**WHAT IS NEEDED**
Look through the lines below, find those with the word "fender", and copy them.

(Extracted data entries)
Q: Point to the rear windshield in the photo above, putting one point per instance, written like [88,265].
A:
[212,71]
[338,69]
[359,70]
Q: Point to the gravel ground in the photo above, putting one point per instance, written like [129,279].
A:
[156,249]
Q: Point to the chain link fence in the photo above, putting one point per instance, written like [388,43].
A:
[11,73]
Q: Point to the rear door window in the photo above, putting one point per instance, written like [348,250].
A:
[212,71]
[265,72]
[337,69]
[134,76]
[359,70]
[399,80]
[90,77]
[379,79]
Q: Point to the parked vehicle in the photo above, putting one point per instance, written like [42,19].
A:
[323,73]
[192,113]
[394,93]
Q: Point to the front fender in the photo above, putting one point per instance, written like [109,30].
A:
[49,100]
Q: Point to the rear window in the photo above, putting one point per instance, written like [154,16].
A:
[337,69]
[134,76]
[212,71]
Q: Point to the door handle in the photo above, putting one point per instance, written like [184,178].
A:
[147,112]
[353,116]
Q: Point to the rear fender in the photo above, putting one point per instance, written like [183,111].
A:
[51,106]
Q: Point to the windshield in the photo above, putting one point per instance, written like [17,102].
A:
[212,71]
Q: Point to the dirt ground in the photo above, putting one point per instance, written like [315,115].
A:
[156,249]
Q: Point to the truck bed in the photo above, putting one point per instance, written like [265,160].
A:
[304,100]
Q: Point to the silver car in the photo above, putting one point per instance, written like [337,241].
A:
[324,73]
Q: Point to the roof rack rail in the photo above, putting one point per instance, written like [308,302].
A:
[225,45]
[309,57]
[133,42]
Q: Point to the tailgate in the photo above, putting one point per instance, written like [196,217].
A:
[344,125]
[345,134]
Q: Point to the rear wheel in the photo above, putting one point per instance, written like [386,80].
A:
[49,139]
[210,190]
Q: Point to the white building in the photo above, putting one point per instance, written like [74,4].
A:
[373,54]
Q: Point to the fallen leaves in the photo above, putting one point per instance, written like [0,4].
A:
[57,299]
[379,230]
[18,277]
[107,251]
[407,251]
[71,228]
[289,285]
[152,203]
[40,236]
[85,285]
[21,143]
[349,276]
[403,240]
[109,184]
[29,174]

**FINISHED TASK**
Q: Point to the front fender in the photo above, putting one point per instance, written like [109,30].
Q: Point to the rear fender in the photo above, putting one point per instance, written like [183,111].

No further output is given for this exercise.